» Aim
Replace "sink" with "basin" in the part of the rows that opens with the line containing "Target: rectangular window" and runs through the last row, and give those lines again with nothing else altered.

++++++++++

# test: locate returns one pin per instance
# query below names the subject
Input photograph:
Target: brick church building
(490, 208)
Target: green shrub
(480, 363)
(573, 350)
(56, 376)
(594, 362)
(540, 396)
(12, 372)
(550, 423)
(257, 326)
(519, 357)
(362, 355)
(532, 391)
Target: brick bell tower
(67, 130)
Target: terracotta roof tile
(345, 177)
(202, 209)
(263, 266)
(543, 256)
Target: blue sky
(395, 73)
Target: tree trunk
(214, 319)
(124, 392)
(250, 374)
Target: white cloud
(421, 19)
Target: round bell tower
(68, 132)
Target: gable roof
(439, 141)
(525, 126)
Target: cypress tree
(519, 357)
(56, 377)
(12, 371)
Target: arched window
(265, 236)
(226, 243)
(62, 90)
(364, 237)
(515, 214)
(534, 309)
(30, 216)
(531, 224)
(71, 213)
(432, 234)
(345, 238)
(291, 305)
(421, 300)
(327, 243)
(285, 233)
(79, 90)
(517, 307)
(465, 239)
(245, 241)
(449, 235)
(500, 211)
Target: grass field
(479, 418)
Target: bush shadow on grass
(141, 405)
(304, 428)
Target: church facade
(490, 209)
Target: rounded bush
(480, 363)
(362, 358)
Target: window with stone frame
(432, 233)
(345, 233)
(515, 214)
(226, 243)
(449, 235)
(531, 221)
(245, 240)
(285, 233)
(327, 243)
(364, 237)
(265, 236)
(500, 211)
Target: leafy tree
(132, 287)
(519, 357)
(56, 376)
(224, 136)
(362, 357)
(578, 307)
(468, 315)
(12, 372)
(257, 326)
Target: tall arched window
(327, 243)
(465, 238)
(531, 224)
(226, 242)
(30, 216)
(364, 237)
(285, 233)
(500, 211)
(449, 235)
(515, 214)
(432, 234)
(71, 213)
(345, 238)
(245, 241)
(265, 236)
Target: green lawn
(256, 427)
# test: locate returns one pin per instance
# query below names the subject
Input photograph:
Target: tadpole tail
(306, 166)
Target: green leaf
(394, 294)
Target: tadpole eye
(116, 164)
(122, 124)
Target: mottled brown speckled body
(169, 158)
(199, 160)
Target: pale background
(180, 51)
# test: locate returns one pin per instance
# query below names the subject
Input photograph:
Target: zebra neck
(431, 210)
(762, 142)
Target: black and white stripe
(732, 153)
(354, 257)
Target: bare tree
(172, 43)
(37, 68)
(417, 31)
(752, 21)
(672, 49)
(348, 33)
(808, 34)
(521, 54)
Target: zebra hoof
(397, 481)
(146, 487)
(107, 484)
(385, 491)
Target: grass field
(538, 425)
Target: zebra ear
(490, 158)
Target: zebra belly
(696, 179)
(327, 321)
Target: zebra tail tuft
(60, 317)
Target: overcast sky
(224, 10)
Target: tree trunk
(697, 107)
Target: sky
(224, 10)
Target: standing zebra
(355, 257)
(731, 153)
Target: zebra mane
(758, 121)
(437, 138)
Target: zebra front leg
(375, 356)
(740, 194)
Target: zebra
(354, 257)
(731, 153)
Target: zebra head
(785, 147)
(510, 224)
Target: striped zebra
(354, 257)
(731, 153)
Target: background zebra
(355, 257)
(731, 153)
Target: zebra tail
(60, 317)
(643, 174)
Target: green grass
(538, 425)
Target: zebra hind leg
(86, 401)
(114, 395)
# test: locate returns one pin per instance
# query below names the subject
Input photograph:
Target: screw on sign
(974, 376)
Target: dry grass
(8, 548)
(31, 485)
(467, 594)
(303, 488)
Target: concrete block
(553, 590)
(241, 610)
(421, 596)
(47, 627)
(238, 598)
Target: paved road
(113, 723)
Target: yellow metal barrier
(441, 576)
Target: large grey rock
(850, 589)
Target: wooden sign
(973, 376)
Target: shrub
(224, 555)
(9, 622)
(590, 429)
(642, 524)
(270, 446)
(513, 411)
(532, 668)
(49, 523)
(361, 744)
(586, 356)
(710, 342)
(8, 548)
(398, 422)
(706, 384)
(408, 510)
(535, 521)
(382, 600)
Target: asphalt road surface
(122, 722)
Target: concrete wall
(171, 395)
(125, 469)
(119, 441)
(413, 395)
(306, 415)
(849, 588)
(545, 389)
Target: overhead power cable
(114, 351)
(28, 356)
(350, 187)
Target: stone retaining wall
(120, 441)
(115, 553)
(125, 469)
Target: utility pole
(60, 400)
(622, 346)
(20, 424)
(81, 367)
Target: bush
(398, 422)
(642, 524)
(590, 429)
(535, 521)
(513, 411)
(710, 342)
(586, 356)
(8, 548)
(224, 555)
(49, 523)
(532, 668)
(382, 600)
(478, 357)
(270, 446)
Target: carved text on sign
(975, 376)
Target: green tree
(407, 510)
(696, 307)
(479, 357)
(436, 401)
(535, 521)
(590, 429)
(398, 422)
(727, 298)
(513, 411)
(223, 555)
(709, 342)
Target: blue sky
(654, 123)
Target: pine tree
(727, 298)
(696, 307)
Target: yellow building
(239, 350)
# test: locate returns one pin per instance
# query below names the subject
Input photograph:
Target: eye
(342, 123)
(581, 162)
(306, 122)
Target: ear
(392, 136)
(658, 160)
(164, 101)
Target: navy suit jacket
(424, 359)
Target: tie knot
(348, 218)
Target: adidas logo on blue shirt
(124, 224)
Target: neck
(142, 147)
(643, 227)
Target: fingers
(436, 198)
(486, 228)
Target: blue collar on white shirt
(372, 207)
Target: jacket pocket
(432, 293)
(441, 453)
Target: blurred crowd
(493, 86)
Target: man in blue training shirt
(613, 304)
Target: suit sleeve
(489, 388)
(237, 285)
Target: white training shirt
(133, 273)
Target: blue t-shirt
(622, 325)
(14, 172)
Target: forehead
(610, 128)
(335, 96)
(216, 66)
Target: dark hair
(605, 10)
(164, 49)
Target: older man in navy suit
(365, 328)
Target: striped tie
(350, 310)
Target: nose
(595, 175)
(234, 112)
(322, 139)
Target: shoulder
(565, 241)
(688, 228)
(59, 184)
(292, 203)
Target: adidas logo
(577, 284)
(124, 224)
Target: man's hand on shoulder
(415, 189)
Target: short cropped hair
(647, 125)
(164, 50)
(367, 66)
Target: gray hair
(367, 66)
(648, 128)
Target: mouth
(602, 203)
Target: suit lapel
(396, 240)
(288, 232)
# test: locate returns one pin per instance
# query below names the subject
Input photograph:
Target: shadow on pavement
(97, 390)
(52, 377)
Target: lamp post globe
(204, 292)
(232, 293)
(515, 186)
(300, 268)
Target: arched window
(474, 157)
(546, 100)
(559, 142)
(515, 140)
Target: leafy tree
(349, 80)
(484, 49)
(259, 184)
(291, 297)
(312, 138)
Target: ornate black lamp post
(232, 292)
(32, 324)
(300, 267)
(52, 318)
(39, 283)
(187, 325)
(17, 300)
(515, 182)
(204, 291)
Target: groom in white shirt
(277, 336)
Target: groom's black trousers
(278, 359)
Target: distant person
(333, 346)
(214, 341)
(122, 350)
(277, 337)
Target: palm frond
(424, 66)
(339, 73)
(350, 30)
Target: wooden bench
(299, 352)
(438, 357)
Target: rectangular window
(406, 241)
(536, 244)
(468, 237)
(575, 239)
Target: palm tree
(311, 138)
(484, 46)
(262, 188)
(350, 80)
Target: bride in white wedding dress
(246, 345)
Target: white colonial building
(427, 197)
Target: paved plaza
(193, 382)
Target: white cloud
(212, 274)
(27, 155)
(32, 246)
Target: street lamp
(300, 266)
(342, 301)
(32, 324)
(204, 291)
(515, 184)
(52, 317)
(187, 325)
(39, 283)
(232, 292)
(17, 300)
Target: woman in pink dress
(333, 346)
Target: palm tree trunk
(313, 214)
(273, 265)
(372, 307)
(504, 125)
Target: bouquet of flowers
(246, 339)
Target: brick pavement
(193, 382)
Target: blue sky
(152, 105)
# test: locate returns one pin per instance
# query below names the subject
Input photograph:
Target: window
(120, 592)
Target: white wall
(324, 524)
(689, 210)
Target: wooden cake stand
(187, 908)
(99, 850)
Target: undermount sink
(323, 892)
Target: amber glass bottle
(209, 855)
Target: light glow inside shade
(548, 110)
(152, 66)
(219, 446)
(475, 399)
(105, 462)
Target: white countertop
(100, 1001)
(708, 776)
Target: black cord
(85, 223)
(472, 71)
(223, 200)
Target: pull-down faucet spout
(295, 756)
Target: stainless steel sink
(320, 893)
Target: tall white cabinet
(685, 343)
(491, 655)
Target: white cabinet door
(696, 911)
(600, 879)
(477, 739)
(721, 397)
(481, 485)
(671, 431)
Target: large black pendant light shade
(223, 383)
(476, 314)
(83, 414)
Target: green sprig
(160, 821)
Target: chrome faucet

++++++++++

» Correct result
Target: rectangular window
(406, 241)
(536, 244)
(468, 237)
(575, 239)
Target: palm tree
(311, 138)
(484, 46)
(262, 188)
(350, 80)
Target: bride in white wedding dress
(246, 345)
Target: white colonial building
(427, 197)
Target: paved plaza
(193, 382)
Target: white cloud
(212, 274)
(27, 155)
(32, 246)
Target: street lamp
(300, 266)
(342, 301)
(32, 324)
(204, 291)
(515, 184)
(52, 317)
(187, 325)
(39, 283)
(232, 292)
(17, 300)
Target: woman in pink dress
(333, 346)
Target: palm tree trunk
(313, 214)
(273, 265)
(372, 307)
(504, 125)
Target: bouquet of flowers
(246, 339)
Target: brick pavement
(193, 382)
Target: blue sky
(152, 105)
# test: locate returns one pin per instance
# query below names the subject
Input photograph:
Target: window
(120, 592)
Target: white wall
(324, 524)
(689, 210)
Target: wooden cake stand
(187, 908)
(99, 850)
Target: undermount basin
(323, 892)
Target: amber glass bottle
(209, 855)
Target: light glow inside shade
(548, 110)
(152, 66)
(219, 446)
(475, 399)
(105, 462)
Target: white countertop
(100, 1001)
(708, 776)
Target: black cord
(85, 223)
(472, 71)
(223, 200)
Target: pull-down faucet spout
(295, 756)
Target: stainless steel basin
(320, 893)
Target: tall white cabinet
(685, 343)
(491, 655)
Target: white cabinet door
(696, 911)
(600, 879)
(477, 739)
(721, 397)
(481, 485)
(671, 431)
Target: large black pendant light shade
(223, 383)
(476, 314)
(83, 414)
Target: green sprig
(160, 821)
Target: chrome faucet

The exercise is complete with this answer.